*Activity*
Work out how many lines of the material contain the string "flower". Respond with the number only.
*** Opening Data provided ***
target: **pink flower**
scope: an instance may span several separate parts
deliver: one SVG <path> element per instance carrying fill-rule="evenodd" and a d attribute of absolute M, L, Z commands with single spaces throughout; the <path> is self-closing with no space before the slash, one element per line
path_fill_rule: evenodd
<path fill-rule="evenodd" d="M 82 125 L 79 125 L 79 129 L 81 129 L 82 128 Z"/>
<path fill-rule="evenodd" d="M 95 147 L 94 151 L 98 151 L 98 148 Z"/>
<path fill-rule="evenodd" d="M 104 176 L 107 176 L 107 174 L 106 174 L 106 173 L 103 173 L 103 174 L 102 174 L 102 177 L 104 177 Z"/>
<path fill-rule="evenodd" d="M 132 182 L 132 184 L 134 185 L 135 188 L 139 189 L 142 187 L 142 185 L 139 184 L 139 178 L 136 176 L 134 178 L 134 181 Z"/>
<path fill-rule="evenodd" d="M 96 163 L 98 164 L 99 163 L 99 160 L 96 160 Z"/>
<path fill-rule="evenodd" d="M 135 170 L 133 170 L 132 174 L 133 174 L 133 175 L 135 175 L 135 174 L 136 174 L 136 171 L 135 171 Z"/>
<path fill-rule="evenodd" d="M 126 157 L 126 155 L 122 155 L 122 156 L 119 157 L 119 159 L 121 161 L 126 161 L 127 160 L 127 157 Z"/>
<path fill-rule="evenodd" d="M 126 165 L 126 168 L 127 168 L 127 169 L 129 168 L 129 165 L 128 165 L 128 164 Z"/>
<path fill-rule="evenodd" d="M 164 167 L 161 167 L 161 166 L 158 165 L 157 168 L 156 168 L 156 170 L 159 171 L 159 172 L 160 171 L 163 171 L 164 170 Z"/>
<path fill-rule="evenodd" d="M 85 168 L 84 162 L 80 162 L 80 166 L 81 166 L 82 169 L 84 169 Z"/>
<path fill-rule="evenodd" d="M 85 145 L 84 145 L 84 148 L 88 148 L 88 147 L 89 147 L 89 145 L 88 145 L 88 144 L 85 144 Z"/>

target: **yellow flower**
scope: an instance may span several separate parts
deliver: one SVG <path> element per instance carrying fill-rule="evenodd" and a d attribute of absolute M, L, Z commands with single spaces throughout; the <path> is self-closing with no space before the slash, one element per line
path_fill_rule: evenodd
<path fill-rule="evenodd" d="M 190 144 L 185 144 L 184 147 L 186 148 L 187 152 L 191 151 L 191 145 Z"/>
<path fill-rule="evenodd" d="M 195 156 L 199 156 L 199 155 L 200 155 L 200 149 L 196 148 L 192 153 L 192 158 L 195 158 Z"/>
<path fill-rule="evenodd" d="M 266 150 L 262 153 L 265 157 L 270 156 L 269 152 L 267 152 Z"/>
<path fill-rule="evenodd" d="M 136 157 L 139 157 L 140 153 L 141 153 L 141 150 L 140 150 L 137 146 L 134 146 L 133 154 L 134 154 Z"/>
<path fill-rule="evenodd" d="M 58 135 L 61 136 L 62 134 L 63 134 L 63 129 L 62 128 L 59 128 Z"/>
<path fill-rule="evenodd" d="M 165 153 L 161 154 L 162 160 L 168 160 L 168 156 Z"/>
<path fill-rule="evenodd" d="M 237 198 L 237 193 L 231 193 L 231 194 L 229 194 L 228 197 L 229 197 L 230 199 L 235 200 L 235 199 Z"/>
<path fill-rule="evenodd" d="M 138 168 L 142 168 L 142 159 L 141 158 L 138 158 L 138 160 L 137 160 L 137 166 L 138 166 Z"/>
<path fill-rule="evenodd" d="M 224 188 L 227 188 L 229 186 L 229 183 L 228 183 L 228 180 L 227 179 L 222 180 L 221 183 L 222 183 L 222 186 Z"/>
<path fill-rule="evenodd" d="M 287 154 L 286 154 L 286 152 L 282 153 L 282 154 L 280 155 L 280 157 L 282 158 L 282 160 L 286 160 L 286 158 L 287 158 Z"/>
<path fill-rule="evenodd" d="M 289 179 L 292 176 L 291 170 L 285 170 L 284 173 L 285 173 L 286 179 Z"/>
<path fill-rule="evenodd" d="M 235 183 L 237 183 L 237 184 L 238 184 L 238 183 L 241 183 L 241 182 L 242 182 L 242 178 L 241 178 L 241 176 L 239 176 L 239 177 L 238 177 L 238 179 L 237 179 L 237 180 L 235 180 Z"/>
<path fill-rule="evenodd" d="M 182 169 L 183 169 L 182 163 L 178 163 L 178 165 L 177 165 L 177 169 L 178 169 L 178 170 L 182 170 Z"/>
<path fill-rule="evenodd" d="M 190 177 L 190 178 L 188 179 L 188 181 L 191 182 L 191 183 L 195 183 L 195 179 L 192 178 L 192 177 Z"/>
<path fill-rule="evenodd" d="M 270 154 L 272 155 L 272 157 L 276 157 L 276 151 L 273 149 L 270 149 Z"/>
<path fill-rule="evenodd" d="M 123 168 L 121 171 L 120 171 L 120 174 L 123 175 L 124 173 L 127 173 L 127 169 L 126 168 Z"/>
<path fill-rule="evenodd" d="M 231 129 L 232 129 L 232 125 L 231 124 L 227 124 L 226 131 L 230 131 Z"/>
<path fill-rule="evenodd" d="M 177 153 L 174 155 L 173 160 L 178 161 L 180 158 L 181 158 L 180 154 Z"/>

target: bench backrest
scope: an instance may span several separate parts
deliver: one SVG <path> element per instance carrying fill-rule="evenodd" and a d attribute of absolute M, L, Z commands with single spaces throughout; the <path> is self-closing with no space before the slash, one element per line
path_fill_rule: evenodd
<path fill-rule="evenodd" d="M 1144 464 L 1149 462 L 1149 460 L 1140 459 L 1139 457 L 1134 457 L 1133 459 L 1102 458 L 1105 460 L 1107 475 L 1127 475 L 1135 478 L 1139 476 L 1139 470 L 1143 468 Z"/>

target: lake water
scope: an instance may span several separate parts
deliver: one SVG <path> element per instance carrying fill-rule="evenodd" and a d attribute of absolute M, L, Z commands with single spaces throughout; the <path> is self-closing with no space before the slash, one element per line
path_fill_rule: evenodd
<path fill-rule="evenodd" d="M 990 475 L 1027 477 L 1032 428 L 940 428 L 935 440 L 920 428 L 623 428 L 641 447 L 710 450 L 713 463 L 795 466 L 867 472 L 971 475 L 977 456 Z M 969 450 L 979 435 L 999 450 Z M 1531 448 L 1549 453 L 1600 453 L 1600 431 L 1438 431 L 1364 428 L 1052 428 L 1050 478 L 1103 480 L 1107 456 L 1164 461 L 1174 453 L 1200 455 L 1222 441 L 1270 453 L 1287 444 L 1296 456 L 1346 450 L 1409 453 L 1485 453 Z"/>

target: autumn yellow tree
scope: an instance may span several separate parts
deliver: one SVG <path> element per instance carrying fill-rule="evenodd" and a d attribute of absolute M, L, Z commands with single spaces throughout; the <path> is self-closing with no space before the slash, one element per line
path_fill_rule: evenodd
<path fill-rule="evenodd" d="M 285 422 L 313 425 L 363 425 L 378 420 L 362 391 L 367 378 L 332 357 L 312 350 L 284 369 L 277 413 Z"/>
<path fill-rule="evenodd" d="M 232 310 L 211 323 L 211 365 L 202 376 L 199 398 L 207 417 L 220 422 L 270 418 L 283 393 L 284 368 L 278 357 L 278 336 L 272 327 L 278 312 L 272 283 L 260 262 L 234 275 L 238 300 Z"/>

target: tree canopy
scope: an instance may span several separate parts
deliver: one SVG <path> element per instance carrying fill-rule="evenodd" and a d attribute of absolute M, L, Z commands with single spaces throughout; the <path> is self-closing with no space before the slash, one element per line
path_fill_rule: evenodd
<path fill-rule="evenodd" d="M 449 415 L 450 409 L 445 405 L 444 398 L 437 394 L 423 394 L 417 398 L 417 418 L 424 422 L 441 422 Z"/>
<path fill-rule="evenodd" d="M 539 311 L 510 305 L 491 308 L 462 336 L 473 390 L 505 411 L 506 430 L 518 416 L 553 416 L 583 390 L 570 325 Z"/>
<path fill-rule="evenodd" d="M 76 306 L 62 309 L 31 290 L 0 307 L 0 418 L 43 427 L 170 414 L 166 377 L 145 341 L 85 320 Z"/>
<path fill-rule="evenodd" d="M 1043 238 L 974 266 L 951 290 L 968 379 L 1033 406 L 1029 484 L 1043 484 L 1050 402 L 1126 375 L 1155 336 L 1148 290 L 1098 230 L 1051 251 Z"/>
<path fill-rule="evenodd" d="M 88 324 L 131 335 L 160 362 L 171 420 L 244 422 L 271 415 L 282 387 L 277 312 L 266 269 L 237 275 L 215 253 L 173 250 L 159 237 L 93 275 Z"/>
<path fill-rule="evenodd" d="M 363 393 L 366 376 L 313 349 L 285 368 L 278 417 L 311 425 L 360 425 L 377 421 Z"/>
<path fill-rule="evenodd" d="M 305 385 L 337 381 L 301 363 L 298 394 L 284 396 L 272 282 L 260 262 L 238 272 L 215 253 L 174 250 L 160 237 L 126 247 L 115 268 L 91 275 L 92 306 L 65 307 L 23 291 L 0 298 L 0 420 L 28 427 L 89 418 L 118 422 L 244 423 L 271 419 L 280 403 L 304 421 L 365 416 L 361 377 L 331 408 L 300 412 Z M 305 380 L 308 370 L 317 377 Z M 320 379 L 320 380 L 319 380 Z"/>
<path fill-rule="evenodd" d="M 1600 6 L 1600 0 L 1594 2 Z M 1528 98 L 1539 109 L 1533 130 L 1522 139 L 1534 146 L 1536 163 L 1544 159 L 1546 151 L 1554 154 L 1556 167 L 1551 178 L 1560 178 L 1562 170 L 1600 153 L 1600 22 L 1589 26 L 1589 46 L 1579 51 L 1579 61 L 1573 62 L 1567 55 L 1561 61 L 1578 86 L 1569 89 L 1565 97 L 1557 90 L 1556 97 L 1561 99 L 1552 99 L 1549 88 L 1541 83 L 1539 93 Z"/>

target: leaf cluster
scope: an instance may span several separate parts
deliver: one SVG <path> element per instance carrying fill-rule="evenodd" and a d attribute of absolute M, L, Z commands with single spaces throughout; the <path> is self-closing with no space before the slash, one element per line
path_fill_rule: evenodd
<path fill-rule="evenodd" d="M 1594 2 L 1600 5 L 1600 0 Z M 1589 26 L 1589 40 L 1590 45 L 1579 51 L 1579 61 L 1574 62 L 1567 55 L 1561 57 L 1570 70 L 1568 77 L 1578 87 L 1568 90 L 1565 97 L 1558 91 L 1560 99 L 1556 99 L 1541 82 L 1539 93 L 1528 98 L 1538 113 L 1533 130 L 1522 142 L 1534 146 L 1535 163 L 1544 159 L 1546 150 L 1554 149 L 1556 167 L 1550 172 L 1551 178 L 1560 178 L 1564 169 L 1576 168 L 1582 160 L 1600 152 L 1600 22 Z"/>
*** Closing Data provided ***
*Answer for this exercise*
2